Aim 1: In the article on reviving the textile sector, by how much does the government expect direct and indirect employment to rise over three years?

Text block:
····················
|Stitching a new labour law|
|Thursday, 23 June 2016 05:45|
Fixed-term jobs & voluntary EPFO the real story
Given the slow pace of employment growth over the last two years and India ceding to Bangladesh and Vietnam the space vacated by China in the apparel market—the two are related given the employment-intensity of the sector—the government has done well to come out with a comprehensive package to revive the sector’s competitiveness. This includes greater use of lower-interest-bearing loans for modernising of the sector and increasing the rates of duty drawback given to exporters. The latter looks like a subsidy but, as chief economic advisor Arvind Subramanian points out in his article co-authored with textiles secretary Rashmi Verma (see adjoining column), it will be WTO-compatible since state taxes embedded in exports can be as high as 5% of the total value. At a time when India’s competitors like Vietnam and Bangladesh enjoy duty-free—or will, once various trade pacts come into force—access to key markets like the US and the EU while Indian exporters face a 9-10% duty, this needs to be completely eliminated. Section 80JJAA has also been amended to ensure the textile sector that has seasonal employment can also get tax benefits. If all goes according to plan, the government will give out sops worth R18,000 crore, but direct and indirect employment will rise by 1 crore and exports $30 billion over three years.
····················
Dataset rows:
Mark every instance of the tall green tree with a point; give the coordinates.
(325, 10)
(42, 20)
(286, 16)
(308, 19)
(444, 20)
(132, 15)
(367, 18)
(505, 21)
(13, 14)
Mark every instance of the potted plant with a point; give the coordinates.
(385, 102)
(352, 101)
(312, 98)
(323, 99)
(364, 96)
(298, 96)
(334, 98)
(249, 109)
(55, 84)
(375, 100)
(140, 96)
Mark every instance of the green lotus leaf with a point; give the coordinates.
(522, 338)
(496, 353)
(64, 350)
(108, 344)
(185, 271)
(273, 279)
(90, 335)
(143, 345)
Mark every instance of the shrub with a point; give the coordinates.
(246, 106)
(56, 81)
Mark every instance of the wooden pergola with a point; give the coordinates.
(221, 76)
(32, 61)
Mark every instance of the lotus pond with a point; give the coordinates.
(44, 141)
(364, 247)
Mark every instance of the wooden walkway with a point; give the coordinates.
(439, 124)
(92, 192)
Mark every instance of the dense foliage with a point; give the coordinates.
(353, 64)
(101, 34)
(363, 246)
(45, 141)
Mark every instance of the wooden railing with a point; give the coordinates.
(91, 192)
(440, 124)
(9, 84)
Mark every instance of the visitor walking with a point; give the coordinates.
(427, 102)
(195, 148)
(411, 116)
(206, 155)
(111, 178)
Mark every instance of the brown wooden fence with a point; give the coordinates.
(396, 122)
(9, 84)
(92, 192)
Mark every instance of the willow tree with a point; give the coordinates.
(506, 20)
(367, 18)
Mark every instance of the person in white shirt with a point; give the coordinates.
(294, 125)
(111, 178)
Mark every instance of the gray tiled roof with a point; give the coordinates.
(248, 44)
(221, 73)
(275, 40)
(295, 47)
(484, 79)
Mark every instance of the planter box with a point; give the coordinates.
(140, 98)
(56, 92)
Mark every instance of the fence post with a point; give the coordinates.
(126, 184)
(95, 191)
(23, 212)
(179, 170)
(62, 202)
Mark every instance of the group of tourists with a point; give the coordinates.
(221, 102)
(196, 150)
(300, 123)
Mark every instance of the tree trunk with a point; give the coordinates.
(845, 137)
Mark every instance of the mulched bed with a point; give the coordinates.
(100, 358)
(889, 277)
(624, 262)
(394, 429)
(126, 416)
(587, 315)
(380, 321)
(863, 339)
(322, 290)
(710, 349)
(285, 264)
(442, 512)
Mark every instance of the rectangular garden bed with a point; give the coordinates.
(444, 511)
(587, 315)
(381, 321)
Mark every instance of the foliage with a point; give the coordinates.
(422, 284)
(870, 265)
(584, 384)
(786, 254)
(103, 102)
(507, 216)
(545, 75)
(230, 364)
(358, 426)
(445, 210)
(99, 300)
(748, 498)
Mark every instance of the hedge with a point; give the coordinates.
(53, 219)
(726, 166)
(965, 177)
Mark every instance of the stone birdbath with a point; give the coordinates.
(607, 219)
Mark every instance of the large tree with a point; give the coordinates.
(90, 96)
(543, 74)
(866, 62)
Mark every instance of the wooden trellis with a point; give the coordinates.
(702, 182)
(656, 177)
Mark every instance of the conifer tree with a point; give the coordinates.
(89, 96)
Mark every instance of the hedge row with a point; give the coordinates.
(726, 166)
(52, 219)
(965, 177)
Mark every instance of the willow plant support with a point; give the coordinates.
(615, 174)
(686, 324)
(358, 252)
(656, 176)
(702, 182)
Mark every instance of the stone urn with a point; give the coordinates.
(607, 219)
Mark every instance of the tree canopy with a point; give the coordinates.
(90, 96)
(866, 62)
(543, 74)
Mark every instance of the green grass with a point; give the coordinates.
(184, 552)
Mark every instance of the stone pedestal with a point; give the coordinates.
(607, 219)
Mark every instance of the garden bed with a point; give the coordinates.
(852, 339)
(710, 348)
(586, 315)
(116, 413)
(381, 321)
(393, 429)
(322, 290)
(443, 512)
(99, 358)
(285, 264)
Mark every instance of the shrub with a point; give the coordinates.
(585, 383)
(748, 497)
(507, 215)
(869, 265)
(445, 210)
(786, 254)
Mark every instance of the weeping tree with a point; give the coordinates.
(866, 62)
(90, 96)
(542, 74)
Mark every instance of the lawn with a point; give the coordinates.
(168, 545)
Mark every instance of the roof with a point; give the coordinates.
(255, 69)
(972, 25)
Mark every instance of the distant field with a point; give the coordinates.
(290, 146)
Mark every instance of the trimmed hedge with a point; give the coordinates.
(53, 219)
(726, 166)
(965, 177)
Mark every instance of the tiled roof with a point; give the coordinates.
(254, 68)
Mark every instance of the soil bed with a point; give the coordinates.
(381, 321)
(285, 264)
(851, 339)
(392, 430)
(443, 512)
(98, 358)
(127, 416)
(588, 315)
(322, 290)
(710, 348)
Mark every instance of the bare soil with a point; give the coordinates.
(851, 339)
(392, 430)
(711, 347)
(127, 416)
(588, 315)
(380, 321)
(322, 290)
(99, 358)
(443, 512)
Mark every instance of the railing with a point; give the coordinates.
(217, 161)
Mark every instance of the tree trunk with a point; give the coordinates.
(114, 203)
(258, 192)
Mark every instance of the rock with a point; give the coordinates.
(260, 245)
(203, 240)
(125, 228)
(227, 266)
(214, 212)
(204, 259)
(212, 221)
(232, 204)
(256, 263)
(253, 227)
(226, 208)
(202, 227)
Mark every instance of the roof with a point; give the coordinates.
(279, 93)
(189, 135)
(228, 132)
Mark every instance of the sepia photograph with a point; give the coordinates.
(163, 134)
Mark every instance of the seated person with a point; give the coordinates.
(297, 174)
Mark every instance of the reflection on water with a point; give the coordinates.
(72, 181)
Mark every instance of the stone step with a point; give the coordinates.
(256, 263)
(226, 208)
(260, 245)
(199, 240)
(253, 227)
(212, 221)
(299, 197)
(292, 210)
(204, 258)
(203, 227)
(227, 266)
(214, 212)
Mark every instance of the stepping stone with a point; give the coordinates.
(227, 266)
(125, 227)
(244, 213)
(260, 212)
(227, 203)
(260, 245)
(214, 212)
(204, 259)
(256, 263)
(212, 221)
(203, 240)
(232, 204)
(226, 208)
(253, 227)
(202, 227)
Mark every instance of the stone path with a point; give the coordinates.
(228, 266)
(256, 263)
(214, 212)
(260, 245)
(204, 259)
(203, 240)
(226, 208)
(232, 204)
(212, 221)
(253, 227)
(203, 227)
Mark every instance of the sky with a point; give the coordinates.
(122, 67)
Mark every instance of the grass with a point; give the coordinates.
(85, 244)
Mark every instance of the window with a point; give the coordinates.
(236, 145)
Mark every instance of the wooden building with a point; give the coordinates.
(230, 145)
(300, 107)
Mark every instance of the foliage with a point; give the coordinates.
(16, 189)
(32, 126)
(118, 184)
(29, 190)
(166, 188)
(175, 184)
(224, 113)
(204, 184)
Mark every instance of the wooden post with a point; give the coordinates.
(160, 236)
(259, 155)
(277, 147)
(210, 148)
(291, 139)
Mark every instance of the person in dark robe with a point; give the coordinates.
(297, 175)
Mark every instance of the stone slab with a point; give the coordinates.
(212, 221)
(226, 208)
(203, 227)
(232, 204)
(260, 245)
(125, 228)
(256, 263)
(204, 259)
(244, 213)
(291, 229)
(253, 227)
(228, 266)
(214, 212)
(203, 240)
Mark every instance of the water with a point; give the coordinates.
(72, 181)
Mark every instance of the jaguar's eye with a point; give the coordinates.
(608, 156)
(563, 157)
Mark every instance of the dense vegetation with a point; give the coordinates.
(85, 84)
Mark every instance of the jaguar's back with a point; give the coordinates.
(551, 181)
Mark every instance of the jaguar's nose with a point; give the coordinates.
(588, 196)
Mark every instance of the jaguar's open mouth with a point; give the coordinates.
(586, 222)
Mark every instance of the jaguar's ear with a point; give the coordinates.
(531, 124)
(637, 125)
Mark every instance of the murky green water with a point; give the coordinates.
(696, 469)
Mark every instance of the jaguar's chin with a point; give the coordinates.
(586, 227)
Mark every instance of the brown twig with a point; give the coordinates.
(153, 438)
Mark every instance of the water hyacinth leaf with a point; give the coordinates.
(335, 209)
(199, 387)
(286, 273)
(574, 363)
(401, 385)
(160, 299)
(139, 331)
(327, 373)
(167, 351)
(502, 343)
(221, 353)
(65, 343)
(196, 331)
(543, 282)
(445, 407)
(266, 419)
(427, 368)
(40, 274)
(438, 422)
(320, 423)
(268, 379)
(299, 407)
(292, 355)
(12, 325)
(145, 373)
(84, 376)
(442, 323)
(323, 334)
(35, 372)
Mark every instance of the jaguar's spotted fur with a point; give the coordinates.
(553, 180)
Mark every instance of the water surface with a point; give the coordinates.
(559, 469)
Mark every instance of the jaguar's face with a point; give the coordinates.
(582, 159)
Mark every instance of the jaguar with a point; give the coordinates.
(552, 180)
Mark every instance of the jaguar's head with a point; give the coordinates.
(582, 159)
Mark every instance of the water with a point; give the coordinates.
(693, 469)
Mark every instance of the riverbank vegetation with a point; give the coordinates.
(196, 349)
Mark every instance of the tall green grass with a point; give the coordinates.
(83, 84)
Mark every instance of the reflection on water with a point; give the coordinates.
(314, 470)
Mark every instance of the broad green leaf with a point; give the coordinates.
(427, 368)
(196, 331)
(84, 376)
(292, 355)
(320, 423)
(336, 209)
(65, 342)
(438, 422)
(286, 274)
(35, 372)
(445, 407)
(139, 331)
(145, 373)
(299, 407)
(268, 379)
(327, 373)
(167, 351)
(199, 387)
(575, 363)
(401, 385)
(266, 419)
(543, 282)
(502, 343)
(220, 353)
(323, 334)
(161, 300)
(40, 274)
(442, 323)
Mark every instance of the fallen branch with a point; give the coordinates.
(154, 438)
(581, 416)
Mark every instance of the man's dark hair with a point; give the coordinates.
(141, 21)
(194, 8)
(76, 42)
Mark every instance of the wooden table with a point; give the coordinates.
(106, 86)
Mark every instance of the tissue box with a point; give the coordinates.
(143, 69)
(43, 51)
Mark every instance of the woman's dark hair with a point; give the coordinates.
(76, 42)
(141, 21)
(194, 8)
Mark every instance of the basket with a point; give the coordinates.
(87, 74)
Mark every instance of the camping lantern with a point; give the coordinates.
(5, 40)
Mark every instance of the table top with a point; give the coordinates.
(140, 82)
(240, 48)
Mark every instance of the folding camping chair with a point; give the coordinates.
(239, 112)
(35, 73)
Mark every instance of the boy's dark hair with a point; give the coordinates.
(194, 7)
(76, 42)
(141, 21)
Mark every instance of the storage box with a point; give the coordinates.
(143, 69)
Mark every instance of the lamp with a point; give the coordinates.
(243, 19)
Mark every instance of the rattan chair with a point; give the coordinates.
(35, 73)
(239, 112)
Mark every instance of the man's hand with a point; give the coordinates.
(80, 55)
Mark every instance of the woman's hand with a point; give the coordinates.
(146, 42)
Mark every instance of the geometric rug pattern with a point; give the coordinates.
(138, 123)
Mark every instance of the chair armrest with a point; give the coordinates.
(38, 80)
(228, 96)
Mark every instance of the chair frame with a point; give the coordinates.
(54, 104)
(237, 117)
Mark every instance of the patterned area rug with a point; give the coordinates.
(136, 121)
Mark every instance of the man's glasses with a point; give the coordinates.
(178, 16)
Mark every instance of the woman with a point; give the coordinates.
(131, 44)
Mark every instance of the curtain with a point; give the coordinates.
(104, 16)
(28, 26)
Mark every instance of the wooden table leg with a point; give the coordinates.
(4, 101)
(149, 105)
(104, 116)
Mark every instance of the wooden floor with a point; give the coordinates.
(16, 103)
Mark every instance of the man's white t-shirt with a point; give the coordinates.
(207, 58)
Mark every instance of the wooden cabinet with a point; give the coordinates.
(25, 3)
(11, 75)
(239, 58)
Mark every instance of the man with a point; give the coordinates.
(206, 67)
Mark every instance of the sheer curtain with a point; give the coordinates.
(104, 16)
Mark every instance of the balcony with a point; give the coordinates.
····················
Aim 2: Identify each line in the records above that contains the word "railing", matching case exactly, and copy those lines.

Task response 1: By 1 crore.

Task response 2:
Mark every instance of the wooden railing with a point; give the coordinates.
Mark every instance of the railing with a point; give the coordinates.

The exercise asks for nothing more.